Rewrite the material below with every "photo" swapped for "image" and everything else left unchanged, omitting the pictures.

+++ MATERIAL PROVIDED

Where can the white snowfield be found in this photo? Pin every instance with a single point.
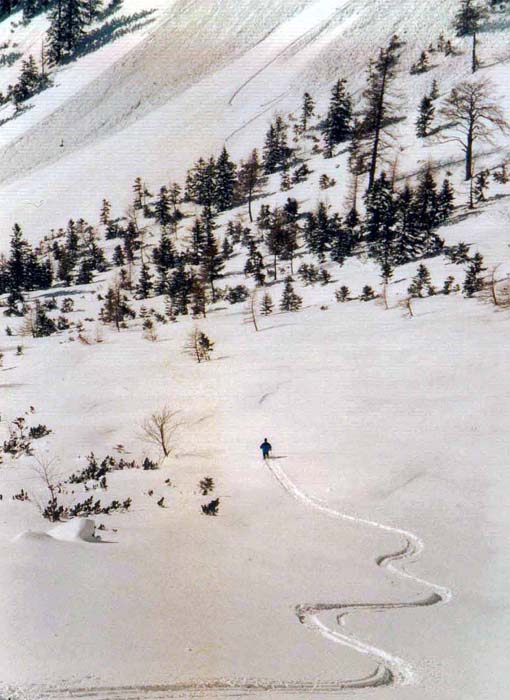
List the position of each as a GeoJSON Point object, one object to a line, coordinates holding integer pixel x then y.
{"type": "Point", "coordinates": [368, 557]}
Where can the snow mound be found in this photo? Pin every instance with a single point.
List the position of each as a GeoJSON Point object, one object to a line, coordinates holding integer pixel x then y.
{"type": "Point", "coordinates": [76, 530]}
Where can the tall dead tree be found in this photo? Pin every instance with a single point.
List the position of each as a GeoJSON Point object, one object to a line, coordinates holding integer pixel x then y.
{"type": "Point", "coordinates": [472, 115]}
{"type": "Point", "coordinates": [379, 111]}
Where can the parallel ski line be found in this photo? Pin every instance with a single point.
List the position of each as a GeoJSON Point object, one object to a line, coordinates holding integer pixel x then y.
{"type": "Point", "coordinates": [397, 671]}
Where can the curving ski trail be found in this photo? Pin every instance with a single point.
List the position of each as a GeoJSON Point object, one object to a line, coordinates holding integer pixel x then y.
{"type": "Point", "coordinates": [397, 671]}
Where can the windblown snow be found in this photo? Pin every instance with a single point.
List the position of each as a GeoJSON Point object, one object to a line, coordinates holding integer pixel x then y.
{"type": "Point", "coordinates": [368, 557]}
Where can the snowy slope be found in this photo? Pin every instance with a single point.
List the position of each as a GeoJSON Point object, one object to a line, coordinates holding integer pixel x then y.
{"type": "Point", "coordinates": [199, 75]}
{"type": "Point", "coordinates": [368, 557]}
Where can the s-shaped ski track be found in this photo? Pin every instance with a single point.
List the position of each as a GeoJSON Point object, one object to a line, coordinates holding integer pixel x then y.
{"type": "Point", "coordinates": [396, 670]}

++++++

— ANSWER TO THE EXERCISE —
Where can the white snowfield be found in this image? Pin every instance with a single point.
List the position of each as a GeoJSON Point object, one object to a line, coordinates holding integer pixel x then y.
{"type": "Point", "coordinates": [368, 557]}
Where can the snow mound be found in this image? Pin every instance with a single point.
List the position of each as a GeoJSON Point object, one object to a line, coordinates holding integer pixel x then y.
{"type": "Point", "coordinates": [76, 530]}
Where can the tall dead tree be found in this image? Pin every instance with a single point.
List the position of each as a GeoJSON Point object, one object to a line, coordinates holding integer pixel x then y.
{"type": "Point", "coordinates": [472, 115]}
{"type": "Point", "coordinates": [379, 111]}
Where can the parallel ski line be found in this image? Pin every instance with a single point.
List the position of each as a GeoJSON Point object, one object to a line, coordinates holding integer pixel x then y.
{"type": "Point", "coordinates": [397, 671]}
Where can the curving ski trail be found in this image? Pin every instance with a single point.
List the position of each as a GeoJSON Point object, one object to a line, coordinates holding integer pixel x then y.
{"type": "Point", "coordinates": [397, 671]}
Where can the windblown snow be found in this image? Pin every instance with a single point.
List the position of each as a GeoJSON Point object, one object to a line, coordinates holding integer pixel x then y.
{"type": "Point", "coordinates": [368, 557]}
Where can the snowy slope be found in this image? Pin every instance with a single point.
List the position of each as a GeoJSON Point object, one object to a line, coordinates holding integer pixel x then y.
{"type": "Point", "coordinates": [199, 75]}
{"type": "Point", "coordinates": [368, 557]}
Where can the s-shaped ski track be found in this image? Pin every instance with a single point.
List the position of each as a GeoJSON Point object, one object to a line, coordinates holding integer pixel x then y.
{"type": "Point", "coordinates": [396, 670]}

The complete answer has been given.